[Dataset excerpts on object pointing]

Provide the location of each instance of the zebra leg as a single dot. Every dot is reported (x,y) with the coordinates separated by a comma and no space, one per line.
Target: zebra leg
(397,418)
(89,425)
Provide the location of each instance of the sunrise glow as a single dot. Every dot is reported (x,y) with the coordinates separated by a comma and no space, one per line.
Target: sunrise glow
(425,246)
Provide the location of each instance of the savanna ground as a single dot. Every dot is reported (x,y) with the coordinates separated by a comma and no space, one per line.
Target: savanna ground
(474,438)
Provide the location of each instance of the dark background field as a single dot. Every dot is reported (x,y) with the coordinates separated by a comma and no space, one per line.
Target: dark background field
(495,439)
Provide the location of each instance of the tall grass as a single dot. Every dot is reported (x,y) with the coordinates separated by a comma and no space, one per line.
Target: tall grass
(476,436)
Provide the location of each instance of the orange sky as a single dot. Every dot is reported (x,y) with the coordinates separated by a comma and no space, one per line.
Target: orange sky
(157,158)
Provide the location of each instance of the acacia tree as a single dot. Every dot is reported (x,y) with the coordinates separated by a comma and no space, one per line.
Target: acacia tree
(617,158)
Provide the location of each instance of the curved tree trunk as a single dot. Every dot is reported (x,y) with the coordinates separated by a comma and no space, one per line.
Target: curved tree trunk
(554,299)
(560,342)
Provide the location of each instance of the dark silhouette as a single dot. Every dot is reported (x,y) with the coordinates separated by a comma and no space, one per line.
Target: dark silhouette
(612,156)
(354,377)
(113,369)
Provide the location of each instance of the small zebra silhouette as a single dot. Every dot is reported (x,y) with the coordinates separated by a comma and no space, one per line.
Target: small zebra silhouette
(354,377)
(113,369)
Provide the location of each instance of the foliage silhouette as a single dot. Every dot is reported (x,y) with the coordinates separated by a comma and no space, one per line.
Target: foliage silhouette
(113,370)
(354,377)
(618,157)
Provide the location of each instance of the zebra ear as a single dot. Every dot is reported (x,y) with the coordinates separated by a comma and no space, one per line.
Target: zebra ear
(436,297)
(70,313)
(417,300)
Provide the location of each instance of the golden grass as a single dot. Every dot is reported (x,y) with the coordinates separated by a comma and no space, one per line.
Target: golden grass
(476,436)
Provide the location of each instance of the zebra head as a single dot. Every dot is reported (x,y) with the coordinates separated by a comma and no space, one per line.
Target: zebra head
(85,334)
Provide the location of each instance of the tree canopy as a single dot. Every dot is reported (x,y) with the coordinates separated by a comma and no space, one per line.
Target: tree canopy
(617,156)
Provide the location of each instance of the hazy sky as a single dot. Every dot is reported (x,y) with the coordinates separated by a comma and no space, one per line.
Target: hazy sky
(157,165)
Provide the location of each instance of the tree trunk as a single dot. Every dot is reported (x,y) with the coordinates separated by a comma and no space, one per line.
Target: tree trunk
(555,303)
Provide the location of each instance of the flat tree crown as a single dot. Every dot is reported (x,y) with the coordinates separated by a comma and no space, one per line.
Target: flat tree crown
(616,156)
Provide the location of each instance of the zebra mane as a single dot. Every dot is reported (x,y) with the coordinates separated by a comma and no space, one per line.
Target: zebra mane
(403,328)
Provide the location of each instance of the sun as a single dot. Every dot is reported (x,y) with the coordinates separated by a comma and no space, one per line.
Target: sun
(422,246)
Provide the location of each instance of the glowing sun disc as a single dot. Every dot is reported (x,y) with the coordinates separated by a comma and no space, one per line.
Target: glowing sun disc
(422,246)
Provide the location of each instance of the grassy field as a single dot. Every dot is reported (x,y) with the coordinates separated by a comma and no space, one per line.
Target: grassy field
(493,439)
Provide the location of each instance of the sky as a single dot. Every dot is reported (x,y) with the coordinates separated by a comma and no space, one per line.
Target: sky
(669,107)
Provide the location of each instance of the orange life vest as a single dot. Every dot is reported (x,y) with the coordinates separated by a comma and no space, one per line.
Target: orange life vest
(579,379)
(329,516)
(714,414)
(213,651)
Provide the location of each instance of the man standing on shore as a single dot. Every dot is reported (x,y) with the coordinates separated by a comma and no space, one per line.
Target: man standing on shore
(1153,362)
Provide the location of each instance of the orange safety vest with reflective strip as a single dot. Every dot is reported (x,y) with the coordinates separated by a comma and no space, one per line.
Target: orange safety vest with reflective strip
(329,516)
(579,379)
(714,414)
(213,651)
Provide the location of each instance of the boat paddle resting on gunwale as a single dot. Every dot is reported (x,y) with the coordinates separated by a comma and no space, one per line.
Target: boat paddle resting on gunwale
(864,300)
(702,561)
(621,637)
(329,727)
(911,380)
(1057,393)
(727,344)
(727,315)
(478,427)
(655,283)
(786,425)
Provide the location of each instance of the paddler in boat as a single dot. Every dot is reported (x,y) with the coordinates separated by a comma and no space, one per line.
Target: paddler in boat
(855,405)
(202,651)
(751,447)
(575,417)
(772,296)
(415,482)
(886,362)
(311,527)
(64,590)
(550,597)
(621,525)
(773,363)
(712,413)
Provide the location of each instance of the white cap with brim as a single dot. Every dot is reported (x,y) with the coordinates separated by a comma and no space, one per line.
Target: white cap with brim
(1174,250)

EXERCISE OBJECTIVE —
Write the listing out again, exactly as shown above.

WORKED ANSWER —
Provide the location of each instance of the zebra leg as a single dot. Every dot is reported (x,y) with the coordinates separated by a comma and no space, one per line.
Target: zebra leg
(397,418)
(89,425)
Provide the location of each instance of the sunrise glow as a single dot. Every dot is reported (x,y) with the coordinates separated by a comma and no space, one per line.
Target: sunrise glow
(425,246)
Provide the location of each instance of the savanna ground as a single dot. Every dot is reported (x,y) with the coordinates separated by a comma and no space, one per line.
Target: savanna ground
(474,438)
Provide the location of each instance of the dark background field as a single dot. Every dot is reported (x,y) with the coordinates separated by a comma and no space, one per line.
Target: dark background field
(495,439)
Provide the location of each instance of the tall grass as a single dot. Every dot is reported (x,y) with the coordinates separated by a comma and no space, one per line.
Target: tall grass
(476,436)
Provide the location of each instance of the orange sky as a single dot. Every dot is reported (x,y) with the coordinates separated by a comma and no space, one per line.
Target: orange sky
(157,158)
Provide the location of each instance of the acacia tree as a single dot. Every dot is reported (x,y) with the coordinates separated by a comma and no space, one per line.
Target: acacia tree
(617,158)
Provide the location of each instance of the curved tree trunk as a single dot. Every dot is reported (x,y) with the coordinates separated by a comma and no space, one per line.
Target: curved tree trunk
(554,299)
(560,342)
Provide the location of each instance of the dark silhouette as a single dot. Every dot is reported (x,y) with the coordinates separated by a comma and no space, one per line.
Target: dark silhouette
(612,156)
(354,377)
(113,369)
Provide the location of each instance of the small zebra silhouette as a single dot. Every dot is reported (x,y) with the coordinates separated by a comma and no space, one per line.
Target: small zebra silhouette
(354,377)
(113,369)
Provide the location of each instance of the foliage silhouette as a single dot. Every dot is reported (x,y) with the coordinates separated by a comma and no space, one per line.
Target: foliage silhouette
(113,370)
(354,377)
(618,157)
Provide the location of each instance of the zebra ear as a single dot. Every dot is reported (x,y) with the coordinates separated by a comma and no space, one per line.
Target: zebra ear
(436,297)
(70,313)
(417,300)
Provide the location of each instance of the golden grass as a single dot. Every dot is reported (x,y) with the coordinates separated by a comma and no space, one per line.
Target: golden grass
(476,436)
Provide the location of each instance of the zebra head as a single dot. Every dot is reported (x,y) with the coordinates separated by a comma and no space, one per line.
Target: zebra head
(85,334)
Provide the location of each instance of the tree canopy as a single dot. Every dot is reported (x,y) with the coordinates separated by a comma and no space, one per line.
Target: tree canopy
(617,156)
Provide the location of each instance of the hazy sky as a single dot. Every dot is reported (x,y) with the coordinates separated by a comma and no space, one per line.
Target: hazy sky
(157,165)
Provide the location of each instance of the tree trunk as a single dot. Every dot is reported (x,y) with the coordinates separated by a comma and no space, one per line.
Target: tree trunk
(555,303)
Provide the location of each instance of the flat tree crown as a single dot. Every dot is reported (x,y) with the coordinates separated by a comma and no space, one per line.
Target: flat tree crown
(616,156)
Provide the location of each instance of the zebra mane as a single dot. Every dot is reported (x,y) with the coordinates separated by a comma and no space, one per line.
Target: zebra mane
(403,328)
Provide the location of each instance of the sun as a single dot. Every dot is reported (x,y) with the coordinates separated by a comma and no space, one per line.
Target: sun
(422,246)
Provide the location of each instance of the glowing sun disc as a single dot. Every dot is reported (x,y) with the coordinates separated by a comma and no space, one per line.
Target: glowing sun disc
(422,246)
Provide the location of each instance of the grassy field as a single dot. Every dot is reported (x,y) with the coordinates separated by a comma and no space, one per line.
Target: grassy field
(493,439)
Provide the location of each instance of the sky as a single dot. Every dot is reported (x,y) with the coordinates separated by a comma and no space, one per line.
Target: sky
(669,107)
Provide the location of each instance of the orange life vest as a single dot. Every dot is reported (x,y) with the coordinates separated by a comma and no space, one per line.
Target: orange life vest
(579,379)
(329,516)
(714,414)
(213,651)
Provide the location of each instance of the man standing on shore as a single dot. Every dot is reported (x,y) with the coordinates separated by a comma and no space, one per line.
Target: man standing on shore
(1153,362)
Provide the location of each instance of the orange safety vest with reflective strip as a single dot. Every dot is reported (x,y) with the coordinates separated by a comma and no space, one per line.
Target: orange safety vest with reflective strip
(329,516)
(579,379)
(714,414)
(213,651)
Provide the location of each instance of the boat paddle resting on gunwale as a single dot. Every dot is reported (x,y) with the coordinates separated by a comma and no space, one per line.
Target: boat paddle resting on gunwale
(864,300)
(702,561)
(621,637)
(329,727)
(911,380)
(1057,393)
(727,344)
(727,315)
(478,427)
(655,283)
(786,425)
Provide the location of each instance of the paddler in boat as a single dot. Every dot is reported (x,y) with the coordinates separated by a comma and no space, one per line.
Target: paddler in boat
(855,405)
(202,651)
(751,447)
(575,417)
(772,296)
(415,482)
(886,362)
(311,527)
(64,590)
(550,597)
(621,525)
(773,363)
(712,413)
Provide the location of each instance of the white cap with brim as a single dot. Every dot is reported (x,y) with the coordinates separated by a comma and no space, one per line.
Target: white cap with brim
(1174,250)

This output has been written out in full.